-------- Ausgangstext --------

„Ohne Konservierungsstoffe“: Reinraumtechnik in der Lebensmittelproduktion

Clean Labeling gewinnt seit Jahren an Bedeutung.

Im Zeitraum von Juli 2021 bis Juni 2022 wurde mehr als jedes dritte weltweit neu auf den Markt gebrachte Lebensmittel- und Getränkeprodukt mit einem oder mehreren Clean-Labels positioniert. Der Begriff (aus dem englischen für „sauberes Etikett‘) ist der Hinweis für ein Produkt das frei ist von bestimmten Inhaltsstoffen. „Ohne Zusatzstoffe/Konservierungsstoffe“ ist dabei das weltweit häufigste Clean-Label-Produktversprechen (42,7 %). Europa ist bei Weitem die führende Region, wenn es um die Einführung neuer Clean-Label-Lebensmittel und -Getränke geht, gefolgt von Nordamerika und Asien.

In puncto „ohne Konservierungsstoffe“ stellt es die Lebensmitteltechnik vor die große Herausforderung, die Keimzahlen zu kontrollieren. Hygiene ist ein elementarer Beitrag zur Lebensmittelsicherheit. Sie basiert auf der Einhaltung einer Basishygiene und auf ausgeklügelten Reinigungskonzepten, mit dem Ziel, möglichst wenige Bakterien, Schimmelpilze oder Viren während der Produktionsstufen auf Lebensmittel zu übertragen. Schließlich vermehren sich Keime, auch pathogene, auf Lebensmitteln besonders gut und können etwa Magen-Darmerkrankungen auslösen.

Damit unerwünschte Keime gar nicht erst in die Produktion gelangen, setzen Lebensmittelproduzenten verstärkt auf den Einsatz von Reinraumtechnik. Einfach erklärt ist ein Reinraum ein geschlossener Raum, in den über ein Filtersystem nahezu staub- und keimfreie Luft eingelassen wird. Diese reine Luft verdrängt die luftgetragenen Partikel, hält sie mit gezielten Luftströmungen von Objekten fern und führt sie nach außen ab. Es geht also letztlich um die Partikelkonzentration der Umgebungsluft in diesem Reinraum, die auf ein möglichst niedriges, unkritisches Niveau gesenkt werden muss.

Die Anzahl der Partikel pro Kubikmeter Luft bestimmt die Qualität des Reinraums. Wie diese Qualität beschaffen sein muss, definiert eine DIN-Norm. Hier werden neun Reinheitsklassen unterteilt. Reinheitsklasse 1 ist dabei die reinste, die maximal erlaubte Partikelkonzentration ist am geringsten. Für die Herstellung von Lebensmitteln sind Reinräume der Klassen 5 bis 7, vereinzelt auch 8, gängige Praxis. Backwaren müssen beispielsweise nicht in einer ähnlich aseptischen Umgebung hergestellt werden wie Getränke. Werden zum Beispiel Fertiggerichte, Salate und Nudel-Spezialitäten im Reinraum unter keimarmen Bedingungen hergestellt und verpackt, lässt sich die Haltbarkeit um bis zu 50 Prozent verlängern. Auch der Erhalt der Farbe, der Textur und des Geschmacks der Lebensmittel kann somit positiv beeinflusst werden.

--------

## Arbeitsauftrag 1
Gib aus dem Text über Reinraumtechnik in der Lebensmittelproduktion den Abschnitt wörtlich wieder, der mit den Worten „Im Zeitraum von“ beginnt und mit „Nordamerika und Asien.“ endet.
## Arbeitsauftrag 2
Beantworte anhand des Ausgangstexts:
(a) Welches Clean-Label-Produktversprechen ist weltweit am häufigsten, und mit welchem Anteil?
(b) In wie viele Reinheitsklassen unterteilt die DIN-Norm Reinräume?
(c) Um wie viel lässt sich die Haltbarkeit von Fertiggerichten, Salaten und Nudel-Spezialitäten durch Herstellung und Verpackung im Reinraum verlängern?

-------- Vorgegebene Daten --------

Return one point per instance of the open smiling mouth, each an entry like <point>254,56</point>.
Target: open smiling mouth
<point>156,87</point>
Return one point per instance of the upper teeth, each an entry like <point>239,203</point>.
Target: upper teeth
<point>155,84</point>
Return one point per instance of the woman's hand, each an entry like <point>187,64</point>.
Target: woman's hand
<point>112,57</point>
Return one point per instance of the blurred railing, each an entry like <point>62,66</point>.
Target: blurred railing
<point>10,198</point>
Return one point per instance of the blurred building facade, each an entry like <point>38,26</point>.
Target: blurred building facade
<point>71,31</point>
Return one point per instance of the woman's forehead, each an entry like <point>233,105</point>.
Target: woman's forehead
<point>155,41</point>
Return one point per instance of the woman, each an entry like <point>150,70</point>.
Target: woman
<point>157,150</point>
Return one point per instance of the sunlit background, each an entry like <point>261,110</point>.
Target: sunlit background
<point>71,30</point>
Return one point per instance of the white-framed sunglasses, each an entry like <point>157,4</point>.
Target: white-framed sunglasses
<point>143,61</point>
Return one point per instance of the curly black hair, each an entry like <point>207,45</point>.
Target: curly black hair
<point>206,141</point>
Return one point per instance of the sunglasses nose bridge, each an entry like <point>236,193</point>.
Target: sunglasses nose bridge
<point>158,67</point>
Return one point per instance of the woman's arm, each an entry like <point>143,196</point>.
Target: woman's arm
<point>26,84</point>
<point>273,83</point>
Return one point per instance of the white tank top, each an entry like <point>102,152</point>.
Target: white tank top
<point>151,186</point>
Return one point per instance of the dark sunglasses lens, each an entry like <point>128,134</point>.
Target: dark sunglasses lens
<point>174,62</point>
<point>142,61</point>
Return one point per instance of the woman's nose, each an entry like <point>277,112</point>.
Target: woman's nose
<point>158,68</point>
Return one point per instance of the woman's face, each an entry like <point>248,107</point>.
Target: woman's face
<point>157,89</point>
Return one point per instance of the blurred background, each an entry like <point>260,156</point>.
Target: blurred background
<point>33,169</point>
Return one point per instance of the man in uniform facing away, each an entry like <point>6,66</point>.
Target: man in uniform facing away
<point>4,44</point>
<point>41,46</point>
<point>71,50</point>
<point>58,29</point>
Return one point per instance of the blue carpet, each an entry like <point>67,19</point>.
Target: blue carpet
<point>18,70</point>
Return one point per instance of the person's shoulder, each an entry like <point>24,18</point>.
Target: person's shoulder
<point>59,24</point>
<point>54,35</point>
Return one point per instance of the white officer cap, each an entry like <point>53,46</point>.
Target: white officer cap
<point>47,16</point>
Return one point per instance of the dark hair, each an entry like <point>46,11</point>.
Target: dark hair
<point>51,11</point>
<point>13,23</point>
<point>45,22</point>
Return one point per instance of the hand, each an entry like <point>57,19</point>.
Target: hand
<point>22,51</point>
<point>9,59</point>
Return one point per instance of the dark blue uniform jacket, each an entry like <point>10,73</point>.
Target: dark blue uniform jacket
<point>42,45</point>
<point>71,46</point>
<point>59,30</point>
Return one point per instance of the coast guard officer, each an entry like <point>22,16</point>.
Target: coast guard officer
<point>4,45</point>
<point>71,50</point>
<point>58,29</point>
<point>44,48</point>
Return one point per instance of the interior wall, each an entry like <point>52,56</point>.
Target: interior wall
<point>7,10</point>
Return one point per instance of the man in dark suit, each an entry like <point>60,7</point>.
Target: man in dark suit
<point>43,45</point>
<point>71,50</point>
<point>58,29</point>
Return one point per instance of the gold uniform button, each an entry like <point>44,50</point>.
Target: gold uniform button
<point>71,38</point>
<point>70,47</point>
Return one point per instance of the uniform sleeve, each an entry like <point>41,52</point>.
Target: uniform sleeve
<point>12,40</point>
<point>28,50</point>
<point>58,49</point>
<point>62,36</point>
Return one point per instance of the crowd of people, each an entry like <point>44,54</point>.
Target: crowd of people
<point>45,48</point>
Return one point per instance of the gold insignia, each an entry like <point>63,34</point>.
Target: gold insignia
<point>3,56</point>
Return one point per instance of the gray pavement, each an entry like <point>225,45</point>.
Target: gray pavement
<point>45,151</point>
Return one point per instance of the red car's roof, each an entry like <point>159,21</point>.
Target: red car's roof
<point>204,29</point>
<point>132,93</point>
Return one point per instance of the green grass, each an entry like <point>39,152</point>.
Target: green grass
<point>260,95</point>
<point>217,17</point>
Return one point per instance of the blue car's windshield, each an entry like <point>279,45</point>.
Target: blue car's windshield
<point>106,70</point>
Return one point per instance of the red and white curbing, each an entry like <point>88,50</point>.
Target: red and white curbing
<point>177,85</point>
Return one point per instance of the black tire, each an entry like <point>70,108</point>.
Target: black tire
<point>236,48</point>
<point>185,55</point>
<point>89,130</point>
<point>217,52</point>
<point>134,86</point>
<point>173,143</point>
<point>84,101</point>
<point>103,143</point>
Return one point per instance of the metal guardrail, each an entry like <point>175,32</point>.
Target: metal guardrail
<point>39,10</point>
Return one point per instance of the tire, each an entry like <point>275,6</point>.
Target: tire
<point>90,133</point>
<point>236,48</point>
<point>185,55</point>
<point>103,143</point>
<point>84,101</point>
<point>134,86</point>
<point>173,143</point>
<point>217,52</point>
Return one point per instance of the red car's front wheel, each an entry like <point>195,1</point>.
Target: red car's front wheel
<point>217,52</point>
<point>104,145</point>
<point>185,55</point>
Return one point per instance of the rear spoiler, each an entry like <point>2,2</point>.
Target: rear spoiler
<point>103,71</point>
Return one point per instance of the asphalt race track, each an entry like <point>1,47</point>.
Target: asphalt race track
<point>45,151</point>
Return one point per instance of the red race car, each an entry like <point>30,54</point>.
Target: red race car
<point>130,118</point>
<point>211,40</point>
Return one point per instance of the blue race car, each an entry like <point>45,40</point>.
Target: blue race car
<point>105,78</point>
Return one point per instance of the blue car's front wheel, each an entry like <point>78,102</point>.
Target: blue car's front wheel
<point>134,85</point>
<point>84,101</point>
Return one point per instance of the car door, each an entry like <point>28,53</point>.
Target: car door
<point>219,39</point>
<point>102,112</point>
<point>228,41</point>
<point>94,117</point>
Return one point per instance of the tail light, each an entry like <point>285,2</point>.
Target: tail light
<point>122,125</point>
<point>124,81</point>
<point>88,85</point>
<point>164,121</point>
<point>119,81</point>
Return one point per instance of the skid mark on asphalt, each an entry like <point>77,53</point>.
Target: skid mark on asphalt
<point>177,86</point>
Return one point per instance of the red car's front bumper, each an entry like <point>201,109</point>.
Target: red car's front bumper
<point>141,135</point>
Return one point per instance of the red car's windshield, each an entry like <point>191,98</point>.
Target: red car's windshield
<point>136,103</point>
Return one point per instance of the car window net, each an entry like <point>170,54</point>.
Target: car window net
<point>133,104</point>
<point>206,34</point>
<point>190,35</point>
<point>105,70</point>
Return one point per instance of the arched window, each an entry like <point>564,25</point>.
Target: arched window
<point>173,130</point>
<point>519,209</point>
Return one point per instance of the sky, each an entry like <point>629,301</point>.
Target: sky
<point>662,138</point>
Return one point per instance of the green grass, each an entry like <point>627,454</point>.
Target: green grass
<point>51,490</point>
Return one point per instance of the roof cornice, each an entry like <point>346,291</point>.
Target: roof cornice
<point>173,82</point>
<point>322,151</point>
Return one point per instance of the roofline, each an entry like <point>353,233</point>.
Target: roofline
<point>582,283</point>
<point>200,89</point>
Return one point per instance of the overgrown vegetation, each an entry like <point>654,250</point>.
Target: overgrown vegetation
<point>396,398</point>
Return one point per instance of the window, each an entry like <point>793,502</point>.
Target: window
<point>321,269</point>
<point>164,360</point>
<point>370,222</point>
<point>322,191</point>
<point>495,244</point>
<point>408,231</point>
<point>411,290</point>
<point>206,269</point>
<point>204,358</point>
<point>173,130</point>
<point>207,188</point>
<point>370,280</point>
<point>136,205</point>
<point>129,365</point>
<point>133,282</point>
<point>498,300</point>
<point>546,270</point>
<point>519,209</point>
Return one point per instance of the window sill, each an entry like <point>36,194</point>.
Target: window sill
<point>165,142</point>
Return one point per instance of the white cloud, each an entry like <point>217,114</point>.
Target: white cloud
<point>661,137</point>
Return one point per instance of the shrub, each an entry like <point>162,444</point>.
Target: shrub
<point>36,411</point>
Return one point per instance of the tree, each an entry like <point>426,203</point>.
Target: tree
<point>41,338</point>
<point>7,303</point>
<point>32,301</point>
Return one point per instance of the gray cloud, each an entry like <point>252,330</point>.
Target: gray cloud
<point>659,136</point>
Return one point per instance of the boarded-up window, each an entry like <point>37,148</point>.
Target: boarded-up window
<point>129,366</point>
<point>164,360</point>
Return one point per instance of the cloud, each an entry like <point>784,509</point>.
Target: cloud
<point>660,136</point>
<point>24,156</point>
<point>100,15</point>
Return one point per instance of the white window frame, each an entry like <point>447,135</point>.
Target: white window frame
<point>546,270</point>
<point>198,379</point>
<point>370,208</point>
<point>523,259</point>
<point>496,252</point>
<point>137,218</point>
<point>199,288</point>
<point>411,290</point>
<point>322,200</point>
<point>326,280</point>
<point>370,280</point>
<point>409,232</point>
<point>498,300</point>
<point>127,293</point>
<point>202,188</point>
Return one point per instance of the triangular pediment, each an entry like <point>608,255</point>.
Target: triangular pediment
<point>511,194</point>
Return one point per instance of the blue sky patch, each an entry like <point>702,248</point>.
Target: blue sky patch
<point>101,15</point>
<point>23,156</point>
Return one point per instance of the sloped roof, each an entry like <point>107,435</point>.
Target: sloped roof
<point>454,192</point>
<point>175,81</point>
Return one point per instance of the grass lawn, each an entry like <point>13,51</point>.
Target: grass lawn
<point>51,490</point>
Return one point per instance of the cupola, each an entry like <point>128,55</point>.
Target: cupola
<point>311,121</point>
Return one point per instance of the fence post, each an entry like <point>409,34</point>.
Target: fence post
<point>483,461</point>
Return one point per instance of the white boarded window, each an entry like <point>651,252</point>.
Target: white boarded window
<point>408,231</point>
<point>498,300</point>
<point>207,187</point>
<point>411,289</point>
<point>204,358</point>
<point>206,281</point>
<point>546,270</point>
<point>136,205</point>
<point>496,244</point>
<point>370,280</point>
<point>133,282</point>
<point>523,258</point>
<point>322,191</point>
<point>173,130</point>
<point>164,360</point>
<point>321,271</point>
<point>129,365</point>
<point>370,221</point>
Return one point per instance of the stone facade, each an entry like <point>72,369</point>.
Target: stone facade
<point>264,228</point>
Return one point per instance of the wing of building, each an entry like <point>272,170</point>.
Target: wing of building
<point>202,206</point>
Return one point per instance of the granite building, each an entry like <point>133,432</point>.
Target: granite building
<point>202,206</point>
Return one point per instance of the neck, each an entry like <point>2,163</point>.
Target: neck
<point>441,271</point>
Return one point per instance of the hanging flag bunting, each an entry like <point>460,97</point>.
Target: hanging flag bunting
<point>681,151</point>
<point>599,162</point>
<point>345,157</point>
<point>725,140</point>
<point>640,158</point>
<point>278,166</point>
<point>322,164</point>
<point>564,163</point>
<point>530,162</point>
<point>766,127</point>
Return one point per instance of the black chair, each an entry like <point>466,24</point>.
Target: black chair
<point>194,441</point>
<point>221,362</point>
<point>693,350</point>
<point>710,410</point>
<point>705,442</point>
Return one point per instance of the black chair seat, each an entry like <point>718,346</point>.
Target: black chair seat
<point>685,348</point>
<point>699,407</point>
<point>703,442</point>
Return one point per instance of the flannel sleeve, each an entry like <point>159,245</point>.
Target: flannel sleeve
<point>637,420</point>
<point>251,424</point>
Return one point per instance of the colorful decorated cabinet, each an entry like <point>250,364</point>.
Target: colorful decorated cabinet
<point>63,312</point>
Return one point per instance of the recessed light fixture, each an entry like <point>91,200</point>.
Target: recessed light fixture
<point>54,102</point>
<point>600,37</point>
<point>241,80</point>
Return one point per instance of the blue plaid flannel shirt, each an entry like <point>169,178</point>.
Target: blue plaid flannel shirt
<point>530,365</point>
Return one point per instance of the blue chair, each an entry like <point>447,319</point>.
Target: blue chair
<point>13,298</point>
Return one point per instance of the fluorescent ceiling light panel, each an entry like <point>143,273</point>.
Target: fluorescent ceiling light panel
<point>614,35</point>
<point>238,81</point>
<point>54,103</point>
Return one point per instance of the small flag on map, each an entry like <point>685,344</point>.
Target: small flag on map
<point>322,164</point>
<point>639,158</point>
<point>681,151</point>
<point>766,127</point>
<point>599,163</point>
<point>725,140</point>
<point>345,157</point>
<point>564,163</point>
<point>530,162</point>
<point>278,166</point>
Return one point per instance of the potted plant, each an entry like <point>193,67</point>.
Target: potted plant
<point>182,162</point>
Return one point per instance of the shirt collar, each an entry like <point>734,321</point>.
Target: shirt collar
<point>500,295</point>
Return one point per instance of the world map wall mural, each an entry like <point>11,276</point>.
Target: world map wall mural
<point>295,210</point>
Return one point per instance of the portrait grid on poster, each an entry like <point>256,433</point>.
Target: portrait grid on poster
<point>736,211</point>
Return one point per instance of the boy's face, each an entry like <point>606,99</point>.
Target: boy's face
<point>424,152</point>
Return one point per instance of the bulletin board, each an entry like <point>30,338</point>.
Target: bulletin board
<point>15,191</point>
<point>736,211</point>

--------

## Musterlösung 1
Im Zeitraum von Juli 2021 bis Juni 2022 wurde mehr als jedes dritte weltweit neu auf den Markt gebrachte Lebensmittel- und Getränkeprodukt mit einem oder mehreren Clean-Labels positioniert. Der Begriff (aus dem englischen für „sauberes Etikett‘) ist der Hinweis für ein Produkt das frei ist von bestimmten Inhaltsstoffen. „Ohne Zusatzstoffe/Konservierungsstoffe“ ist dabei das weltweit häufigste Clean-Label-Produktversprechen (42,7 %). Europa ist bei Weitem die führende Region, wenn es um die Einführung neuer Clean-Label-Lebensmittel und -Getränke geht, gefolgt von Nordamerika und Asien.

## Musterlösung 2
(a) „Ohne Zusatzstoffe/Konservierungsstoffe“, mit 42,7 %
(b) In neun Reinheitsklassen
(c) Um bis zu 50 Prozent